-- EXERCISE DETAILS --
Write a continuation of the kernel mailing-list reply on jump patching without stop_machine, picking up right after its final line.

Re: [RFC PATCH 2/8] jump label v4 - x86: Introduce generic jump patching without stop_machine

public inbox for linux-kernel@vger.kernel.org
 help / color / mirror / Atom feed

From: Masami Hiramatsu <mhiramat@redhat.com>
To: Mathieu Desnoyers <mathieu.desnoyers@polymtl.ca>
Cc: "H. Peter Anvin" <hpa@zytor.com>, Jason Baron <jbaron@redhat.com>,
	linux-kernel@vger.kernel.org, mingo@elte.hu, tglx@linutronix.de,
	rostedt@goodmis.org, andi@firstfloor.org, roland@redhat.com,
	rth@redhat.com
Subject: Re: [RFC PATCH 2/8] jump label v4 - x86: Introduce generic jump	patching without stop_machine
Date: Thu, 14 Jan 2010 01:57:12 -0500	[thread overview]
Message-ID: <4B4EC048.4090107@redhat.com> (raw)
In-Reply-To: <20100113143050.GB30875@Krystal>

Mathieu Desnoyers wrote:
> * H. Peter Anvin (hpa@zytor.com) wrote:
>> On 01/12/2010 06:06 PM, Mathieu Desnoyers wrote:
>>> * H. Peter Anvin (hpa@zytor.com) wrote:
>>>> On 01/12/2010 08:26 AM, Jason Baron wrote:
>>>>> Add text_poke_fixup() which takes a fixup address to where a processor
>>>>> jumps if it hits the modifying address while code modifying.
>>>>> text_poke_fixup() does following steps for this purpose.
>>>>>
>>>>>  1. Setup int3 handler for fixup.
>>>>>  2. Put a breakpoint (int3) on the first byte of modifying region,
>>>>>     and synchronize code on all CPUs.
>>>>>  3. Modify other bytes of modifying region, and synchronize code on all CPUs.
>>>>>  4. Modify the first byte of modifying region, and synchronize code
>>>>>     on all CPUs.
>>>>>  5. Clear int3 handler.

-- LISTING --

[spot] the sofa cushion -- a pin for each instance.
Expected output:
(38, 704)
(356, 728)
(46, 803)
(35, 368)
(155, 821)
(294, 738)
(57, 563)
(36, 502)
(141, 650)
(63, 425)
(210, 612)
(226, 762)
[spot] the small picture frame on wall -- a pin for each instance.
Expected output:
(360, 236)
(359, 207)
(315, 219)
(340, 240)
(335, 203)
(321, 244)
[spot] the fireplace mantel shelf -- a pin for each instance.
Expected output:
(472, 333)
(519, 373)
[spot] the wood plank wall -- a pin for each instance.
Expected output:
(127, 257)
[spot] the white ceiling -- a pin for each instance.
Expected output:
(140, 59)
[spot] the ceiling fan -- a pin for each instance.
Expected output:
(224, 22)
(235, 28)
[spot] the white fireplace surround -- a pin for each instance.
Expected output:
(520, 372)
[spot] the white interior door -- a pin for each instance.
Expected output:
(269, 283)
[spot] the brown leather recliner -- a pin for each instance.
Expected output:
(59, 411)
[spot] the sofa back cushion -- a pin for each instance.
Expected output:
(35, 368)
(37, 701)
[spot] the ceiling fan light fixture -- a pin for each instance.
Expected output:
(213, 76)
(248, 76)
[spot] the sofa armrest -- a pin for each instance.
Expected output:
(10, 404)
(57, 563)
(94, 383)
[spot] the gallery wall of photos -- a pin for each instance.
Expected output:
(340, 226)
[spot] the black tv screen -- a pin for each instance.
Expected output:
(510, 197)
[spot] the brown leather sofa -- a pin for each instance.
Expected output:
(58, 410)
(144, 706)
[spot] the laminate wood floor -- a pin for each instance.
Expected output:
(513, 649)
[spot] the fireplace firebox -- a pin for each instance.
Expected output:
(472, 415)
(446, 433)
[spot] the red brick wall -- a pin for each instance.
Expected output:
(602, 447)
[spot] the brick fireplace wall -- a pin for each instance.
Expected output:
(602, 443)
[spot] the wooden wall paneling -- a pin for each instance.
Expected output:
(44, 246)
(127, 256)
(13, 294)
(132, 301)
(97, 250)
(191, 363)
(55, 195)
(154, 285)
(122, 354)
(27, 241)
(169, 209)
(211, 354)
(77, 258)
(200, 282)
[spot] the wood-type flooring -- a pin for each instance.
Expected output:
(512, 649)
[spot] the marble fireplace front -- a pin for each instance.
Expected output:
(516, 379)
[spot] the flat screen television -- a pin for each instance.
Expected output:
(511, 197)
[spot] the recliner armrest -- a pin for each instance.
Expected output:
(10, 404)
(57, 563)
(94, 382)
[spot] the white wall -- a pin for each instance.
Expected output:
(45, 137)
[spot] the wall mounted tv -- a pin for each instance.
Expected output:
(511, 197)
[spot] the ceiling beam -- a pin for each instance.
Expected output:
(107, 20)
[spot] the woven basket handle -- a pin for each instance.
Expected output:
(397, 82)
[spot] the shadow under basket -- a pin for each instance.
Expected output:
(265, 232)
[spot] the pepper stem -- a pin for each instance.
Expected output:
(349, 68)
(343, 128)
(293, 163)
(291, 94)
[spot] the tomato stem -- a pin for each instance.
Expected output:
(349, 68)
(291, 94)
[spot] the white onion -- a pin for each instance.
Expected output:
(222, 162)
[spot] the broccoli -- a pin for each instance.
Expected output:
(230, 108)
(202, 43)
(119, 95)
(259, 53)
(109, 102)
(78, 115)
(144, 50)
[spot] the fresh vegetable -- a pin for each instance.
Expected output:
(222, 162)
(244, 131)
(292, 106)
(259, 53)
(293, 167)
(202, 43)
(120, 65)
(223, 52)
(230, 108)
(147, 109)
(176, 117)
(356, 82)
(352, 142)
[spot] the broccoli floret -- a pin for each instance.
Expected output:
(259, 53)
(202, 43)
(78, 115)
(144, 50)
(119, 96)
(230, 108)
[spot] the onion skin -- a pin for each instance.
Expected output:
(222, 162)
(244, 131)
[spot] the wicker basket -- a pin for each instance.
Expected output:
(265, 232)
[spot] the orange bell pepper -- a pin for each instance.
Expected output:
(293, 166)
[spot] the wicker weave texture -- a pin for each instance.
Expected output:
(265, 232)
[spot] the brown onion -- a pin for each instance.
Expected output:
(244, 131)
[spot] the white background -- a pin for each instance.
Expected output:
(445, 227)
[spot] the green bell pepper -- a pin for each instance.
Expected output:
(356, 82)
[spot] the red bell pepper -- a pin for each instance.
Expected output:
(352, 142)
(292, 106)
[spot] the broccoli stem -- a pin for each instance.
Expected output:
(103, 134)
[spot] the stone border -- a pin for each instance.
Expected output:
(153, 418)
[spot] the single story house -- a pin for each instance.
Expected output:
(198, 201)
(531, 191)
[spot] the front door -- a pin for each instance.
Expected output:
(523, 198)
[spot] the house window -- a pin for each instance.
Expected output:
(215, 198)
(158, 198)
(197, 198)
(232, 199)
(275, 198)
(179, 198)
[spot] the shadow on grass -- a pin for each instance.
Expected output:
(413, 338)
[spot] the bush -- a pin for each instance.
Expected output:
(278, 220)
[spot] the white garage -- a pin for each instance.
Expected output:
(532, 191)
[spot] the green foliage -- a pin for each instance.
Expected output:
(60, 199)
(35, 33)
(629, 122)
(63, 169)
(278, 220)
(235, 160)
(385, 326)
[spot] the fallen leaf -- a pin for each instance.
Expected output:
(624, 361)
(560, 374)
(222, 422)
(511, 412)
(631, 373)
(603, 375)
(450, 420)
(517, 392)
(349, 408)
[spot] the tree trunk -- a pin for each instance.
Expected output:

-- RESPONSE TO THIS TASK --
>>>>>
>>>>
>>>> We (Intel OTC) have been able to get an *unofficial* answer as to the
>>>> validity of this procedure; specifically as it applies to Intel hardware
>>>> (obviously).  We are working on getting an officially approved answer,
>>>> but as far as we currently know, the procedure as outlined above should
>>>> work on all Intel hardware.  In fact, we believe the synchronization in
>>>> step 3 is in fact unnecessary (as the synchronization in step 4 provides
>>>> sufficient guard.)
>>>
>>> Hi Peter,
>>>
>>> This is great news! Thanks to Intel OTC and yourself for looking into
>>> this. In the immediate values patches, I am doing the synchronization at
>>> the end of step (3) to ensure that all remote CPUs issue read memory
>>> barriers, so the stores to the instruction are done in this order:
>>>
>>> spin lock
>>> store int3 to 1st byte
>>> smp_wmb()
>>> sync all cores
>>> store new instruction in all but 1st byte
>>> smp_wmb()
>>> issue smp_rmb() on all cores (a sync all cores has this effect)
>>> store new instruction to 1st byte
>>> send IPI to all cores (or call synchronize_sched()) to wait for all
>>>   breakpoint handlers to complete.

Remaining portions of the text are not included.